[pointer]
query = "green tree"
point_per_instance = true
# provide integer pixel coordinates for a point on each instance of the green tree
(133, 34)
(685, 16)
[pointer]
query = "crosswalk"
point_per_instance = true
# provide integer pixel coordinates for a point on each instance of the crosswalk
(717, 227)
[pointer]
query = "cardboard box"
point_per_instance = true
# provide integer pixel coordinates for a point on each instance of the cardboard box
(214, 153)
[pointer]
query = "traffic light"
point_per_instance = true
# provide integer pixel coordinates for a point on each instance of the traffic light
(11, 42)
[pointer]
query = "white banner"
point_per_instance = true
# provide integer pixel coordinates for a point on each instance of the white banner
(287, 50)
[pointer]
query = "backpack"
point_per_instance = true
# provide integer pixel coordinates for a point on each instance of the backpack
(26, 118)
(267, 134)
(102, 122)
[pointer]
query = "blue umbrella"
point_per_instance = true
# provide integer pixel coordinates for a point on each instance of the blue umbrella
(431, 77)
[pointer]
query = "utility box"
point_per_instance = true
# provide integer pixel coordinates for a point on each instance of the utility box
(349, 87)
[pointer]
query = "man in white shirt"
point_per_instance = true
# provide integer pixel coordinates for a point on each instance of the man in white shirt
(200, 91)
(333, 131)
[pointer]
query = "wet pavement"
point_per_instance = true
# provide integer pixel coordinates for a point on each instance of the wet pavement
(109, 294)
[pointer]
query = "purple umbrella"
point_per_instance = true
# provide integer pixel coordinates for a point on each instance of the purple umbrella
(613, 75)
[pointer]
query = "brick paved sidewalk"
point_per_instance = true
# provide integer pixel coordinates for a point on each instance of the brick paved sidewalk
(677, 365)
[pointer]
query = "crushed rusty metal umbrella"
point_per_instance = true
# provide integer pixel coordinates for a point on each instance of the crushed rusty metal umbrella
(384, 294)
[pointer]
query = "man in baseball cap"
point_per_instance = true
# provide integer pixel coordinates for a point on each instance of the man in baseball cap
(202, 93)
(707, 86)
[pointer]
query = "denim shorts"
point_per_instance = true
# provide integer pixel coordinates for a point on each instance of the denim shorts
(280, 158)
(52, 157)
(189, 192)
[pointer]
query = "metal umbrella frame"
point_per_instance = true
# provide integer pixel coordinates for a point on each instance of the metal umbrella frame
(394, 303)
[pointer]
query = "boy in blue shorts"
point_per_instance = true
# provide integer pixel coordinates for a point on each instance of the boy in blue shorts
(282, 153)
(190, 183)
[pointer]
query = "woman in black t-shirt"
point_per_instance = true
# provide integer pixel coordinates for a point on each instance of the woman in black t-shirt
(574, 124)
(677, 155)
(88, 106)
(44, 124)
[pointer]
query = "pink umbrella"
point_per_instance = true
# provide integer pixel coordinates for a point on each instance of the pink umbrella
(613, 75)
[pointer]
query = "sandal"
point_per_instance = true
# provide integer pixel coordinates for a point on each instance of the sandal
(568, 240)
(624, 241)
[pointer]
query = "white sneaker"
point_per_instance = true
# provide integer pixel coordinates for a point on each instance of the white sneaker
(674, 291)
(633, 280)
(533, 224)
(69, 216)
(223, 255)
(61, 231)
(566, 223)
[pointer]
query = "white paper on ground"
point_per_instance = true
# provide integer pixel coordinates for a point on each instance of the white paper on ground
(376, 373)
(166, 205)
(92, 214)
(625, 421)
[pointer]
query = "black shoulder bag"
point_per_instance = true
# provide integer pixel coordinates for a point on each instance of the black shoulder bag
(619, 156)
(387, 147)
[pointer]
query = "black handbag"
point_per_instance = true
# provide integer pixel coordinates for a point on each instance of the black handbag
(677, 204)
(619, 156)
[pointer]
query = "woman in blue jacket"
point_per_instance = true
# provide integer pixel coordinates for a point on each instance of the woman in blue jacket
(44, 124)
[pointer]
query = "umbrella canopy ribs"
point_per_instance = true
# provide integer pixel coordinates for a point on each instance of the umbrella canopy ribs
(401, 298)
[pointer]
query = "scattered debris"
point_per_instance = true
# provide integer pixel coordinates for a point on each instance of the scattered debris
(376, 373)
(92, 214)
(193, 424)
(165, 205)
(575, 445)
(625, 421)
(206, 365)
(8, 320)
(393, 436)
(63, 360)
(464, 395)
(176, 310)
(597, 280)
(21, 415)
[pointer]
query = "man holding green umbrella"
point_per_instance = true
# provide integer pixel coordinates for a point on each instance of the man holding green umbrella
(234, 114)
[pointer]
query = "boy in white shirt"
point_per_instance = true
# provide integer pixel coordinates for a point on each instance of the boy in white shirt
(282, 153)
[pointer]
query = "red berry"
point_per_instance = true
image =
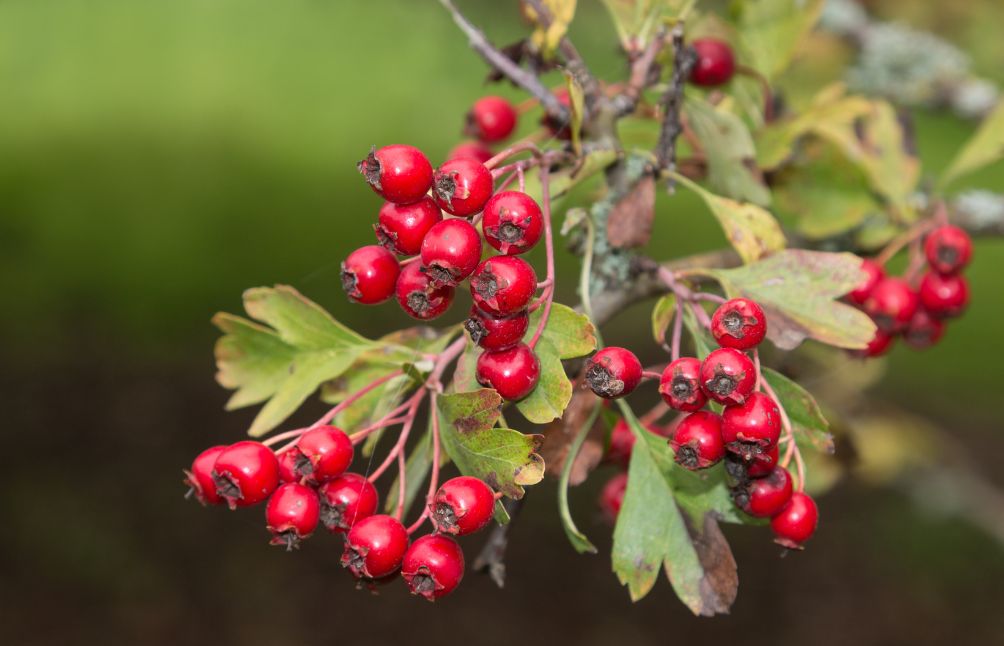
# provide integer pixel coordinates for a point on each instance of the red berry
(492, 119)
(399, 173)
(503, 285)
(512, 222)
(796, 522)
(496, 333)
(246, 473)
(680, 385)
(291, 514)
(873, 272)
(948, 249)
(739, 324)
(753, 427)
(763, 497)
(462, 186)
(715, 62)
(613, 372)
(944, 296)
(611, 496)
(200, 478)
(892, 303)
(345, 500)
(514, 373)
(418, 297)
(368, 274)
(728, 376)
(463, 504)
(374, 547)
(451, 251)
(433, 567)
(403, 227)
(697, 441)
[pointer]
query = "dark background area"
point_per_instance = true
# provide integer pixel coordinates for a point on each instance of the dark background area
(157, 158)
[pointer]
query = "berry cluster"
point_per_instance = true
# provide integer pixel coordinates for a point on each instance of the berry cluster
(917, 308)
(745, 435)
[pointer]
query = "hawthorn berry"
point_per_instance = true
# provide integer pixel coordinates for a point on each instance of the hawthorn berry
(462, 186)
(796, 521)
(512, 222)
(398, 173)
(715, 62)
(612, 372)
(200, 477)
(368, 274)
(496, 333)
(491, 119)
(503, 285)
(291, 514)
(728, 376)
(462, 505)
(246, 473)
(948, 249)
(739, 324)
(514, 373)
(344, 500)
(944, 296)
(403, 227)
(417, 295)
(697, 441)
(451, 251)
(374, 547)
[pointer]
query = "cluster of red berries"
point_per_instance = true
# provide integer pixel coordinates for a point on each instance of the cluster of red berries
(307, 485)
(745, 434)
(917, 312)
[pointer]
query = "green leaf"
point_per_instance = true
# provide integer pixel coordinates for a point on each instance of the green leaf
(984, 148)
(504, 458)
(798, 290)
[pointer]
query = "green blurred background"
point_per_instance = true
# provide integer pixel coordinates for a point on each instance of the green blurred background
(158, 157)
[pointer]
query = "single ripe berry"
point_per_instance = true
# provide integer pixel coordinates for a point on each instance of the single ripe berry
(374, 547)
(512, 222)
(403, 227)
(398, 173)
(345, 500)
(944, 296)
(611, 496)
(892, 304)
(765, 496)
(753, 427)
(433, 567)
(291, 514)
(728, 376)
(417, 295)
(697, 441)
(796, 522)
(496, 333)
(613, 372)
(246, 473)
(739, 324)
(368, 274)
(451, 251)
(715, 62)
(200, 477)
(492, 119)
(463, 504)
(462, 186)
(323, 453)
(514, 373)
(680, 385)
(948, 249)
(873, 272)
(503, 285)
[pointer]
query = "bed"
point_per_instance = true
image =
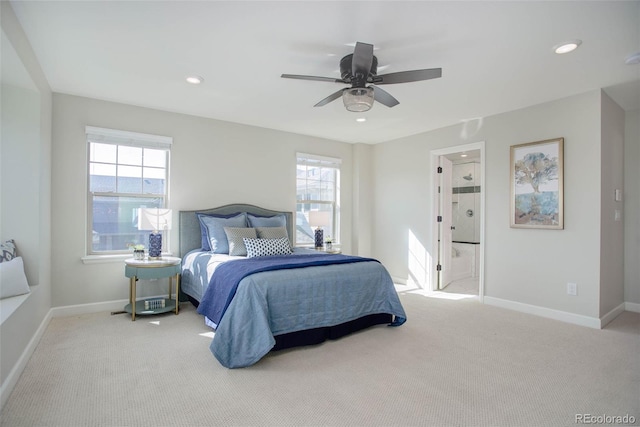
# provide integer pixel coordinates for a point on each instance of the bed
(264, 295)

Job - Give the entries again word for word, but skip the pictures.

Written response -
[pointer]
query = "green tree"
point_per_instance = true
# provide integer pixel coordinates for a point on each instance of the green tree
(133, 34)
(685, 16)
[pointer]
query = "crosswalk"
point_per_instance = true
# provide integer pixel coordinates for a point on each instance of the crosswalk
(717, 227)
[pointer]
query = "cardboard box"
point_per_instance = true
# provide integer pixel coordinates for a point on each instance of the cardboard box
(214, 153)
[pointer]
query = "traffic light"
point_per_instance = true
# provide integer pixel coordinates for a point on each instance of the traffic light
(11, 42)
[pointer]
query = "white banner"
point_per_instance = true
# provide integer pixel coordinates for a point on each instance of the white banner
(287, 50)
[pointer]
query = "backpack"
point_per_instance = true
# provide integer pixel coordinates for a point on each instance of the backpack
(26, 118)
(267, 134)
(102, 122)
[pointer]
query = "blue umbrella"
point_per_instance = true
# provide integer pixel coordinates for a point on each instance of the blue umbrella
(431, 77)
[pointer]
query = "utility box"
point_per_instance = true
# provide integer pixel coordinates for a point on each instance of the utility box
(349, 87)
[pointer]
query = "man in white shirt"
point_per_instance = true
# provide integer pixel coordinates for a point on each instance of the man in white shirt
(200, 91)
(333, 131)
[pointer]
query = "wet pavement"
point_per_instance = true
# provide integer pixel coordinates for a point on each instance of the wet pavement
(109, 294)
[pointer]
query = "purple umbrella"
point_per_instance = true
# provide integer pixel coordinates for a point on each instance of the purple umbrella
(613, 75)
[pointer]
query = "brick paved sidewalk"
point_per_instance = true
# provide integer pixel coordinates for a point on each instance of the brick paved sidewalk
(677, 365)
[pointer]
query = "crushed rusty metal umbrella"
point_per_instance = true
# provide integer pixel coordinates for a point on each instance of the crushed rusty metal umbrella
(384, 294)
[pointer]
query = "man in baseball cap"
point_per_instance = true
# provide integer pixel coordinates for a point on each instance of the man in baseball cap
(202, 93)
(707, 86)
[pointer]
query = "denim shorts"
point_per_instance = true
# provide integer pixel coordinates for a point on each instance of the denim shorts
(280, 158)
(52, 157)
(189, 192)
[pointer]
query = "metal umbrella frame"
point_per_instance = true
# provide integer pixel coordinates for a point on each instance of the metal umbrella frame
(394, 303)
[pointer]
query = "boy in blue shorts"
point_per_instance = true
# provide integer pixel coordinates for a point on each instance of the boy in blue shorts
(282, 153)
(190, 183)
[pointer]
query = "woman in black t-shirt"
point_per_instance = true
# provide integer pixel coordinates for a point on each instance of the woman in black t-shirt
(574, 124)
(677, 155)
(88, 106)
(44, 124)
[pointer]
query = "pink umbrella"
point_per_instance = true
# provide integer pixel coordinates for a point on each instance of the pink umbrella
(613, 75)
[pointer]
query = "sandal"
point_per_instance = true
# provide integer pixel coordinates for a point on each instance of the sandal
(568, 240)
(624, 241)
[pointer]
query = "white sneaker"
point_per_instance = true
# provide integer pixel coordinates for a point on each instance of the white sneaker
(674, 291)
(633, 280)
(533, 224)
(69, 216)
(223, 255)
(61, 231)
(566, 223)
[pointer]
query = "white paper on ground"
point_per_instance = true
# provide integer pixel coordinates for a point on each instance of the white paper on ground
(376, 373)
(166, 205)
(92, 214)
(625, 421)
[pointer]
query = "black shoulder bag"
point_per_instance = true
# provide integer pixel coordinates for a point on each instance of the black shoulder bag
(619, 156)
(387, 147)
[pointer]
query = "black handbag"
point_per_instance = true
# provide integer pixel coordinates for a point on each instance of the black handbag
(677, 204)
(619, 156)
[pointer]
query = "woman in blue jacket"
point_per_instance = true
# provide integer pixel coordinates for a point on each instance of the woman in blue jacket
(44, 124)
[pointer]
query = "umbrella canopy ribs"
point_per_instance = true
# provide integer pixel coordinates for a point on each instance of the umbrella canopy ribs
(401, 298)
[pointer]
query = "scattered debris"
point_per_instance = true
# provide integer pixel coordinates for a point on each instance of the scattered debris
(376, 373)
(92, 214)
(193, 424)
(165, 205)
(575, 445)
(625, 421)
(206, 365)
(8, 320)
(393, 436)
(63, 360)
(464, 395)
(176, 310)
(597, 280)
(21, 415)
[pointer]
query = "man holding green umbrella"
point_per_instance = true
# provide integer pixel coordinates for a point on each instance of the man holding green umbrella
(234, 114)
[pointer]
query = "boy in white shirt"
point_per_instance = true
# provide integer pixel coordinates for a point on each instance of the boy in white shirt
(282, 153)
[pointer]
query = "red berry"
point_per_instance = true
image =
# provide integer pixel coordinates for a point on each instance of the red berry
(492, 119)
(399, 173)
(503, 285)
(512, 222)
(796, 522)
(496, 333)
(246, 473)
(680, 385)
(291, 514)
(873, 272)
(948, 249)
(739, 324)
(753, 427)
(763, 497)
(462, 186)
(715, 62)
(613, 372)
(944, 296)
(611, 496)
(200, 478)
(892, 303)
(345, 500)
(514, 373)
(418, 297)
(368, 274)
(728, 376)
(463, 504)
(374, 547)
(451, 251)
(433, 567)
(403, 227)
(697, 441)
[pointer]
query = "dark background area"
point_per_instance = true
# provide integer pixel coordinates for a point on each instance of the dark background area
(157, 158)
[pointer]
query = "berry cluster"
point_per_instance = true
# provide integer pixel coordinates for a point on each instance of the berry cluster
(917, 308)
(745, 435)
[pointer]
query = "hawthorn berry"
point_per_instance = true
# provide integer pixel coordinates for a point on each instance of the hawthorn berry
(462, 186)
(796, 521)
(512, 222)
(398, 173)
(715, 62)
(612, 372)
(200, 477)
(368, 274)
(496, 333)
(491, 119)
(503, 285)
(291, 514)
(728, 376)
(462, 505)
(246, 473)
(948, 249)
(739, 324)
(514, 373)
(344, 500)
(944, 296)
(403, 227)
(417, 295)
(697, 441)
(451, 251)
(374, 547)
[pointer]
query = "cluster of red berries"
point_per_instance = true
# provide integer pixel coordinates for a point on each instance of the cluster of red berries
(307, 485)
(745, 434)
(917, 312)
[pointer]
query = "green leaf"
point_per_instance = true
# provide integer pixel coordinates for a point on each instance of the green leaf
(984, 148)
(504, 458)
(798, 290)
[pointer]
query = "green blurred background"
point_per_instance = true
# provide integer pixel coordinates for a point on each instance of the green blurred background
(158, 157)
[pointer]
query = "single ripe berry"
point_per_instance = true
# provide integer pixel coordinates for a point on each instance of the single ripe berry
(374, 547)
(512, 222)
(403, 227)
(398, 173)
(345, 500)
(944, 296)
(611, 496)
(892, 304)
(765, 496)
(753, 427)
(433, 567)
(291, 514)
(728, 376)
(417, 295)
(697, 441)
(796, 522)
(496, 333)
(613, 372)
(246, 473)
(739, 324)
(368, 274)
(451, 251)
(715, 62)
(200, 477)
(492, 119)
(463, 504)
(462, 186)
(323, 453)
(514, 373)
(680, 385)
(948, 249)
(873, 272)
(503, 285)
[pointer]
query = "bed"
point_per_instance = true
image =
# provide integer pixel coordinates for a point on each instance of the bed
(264, 295)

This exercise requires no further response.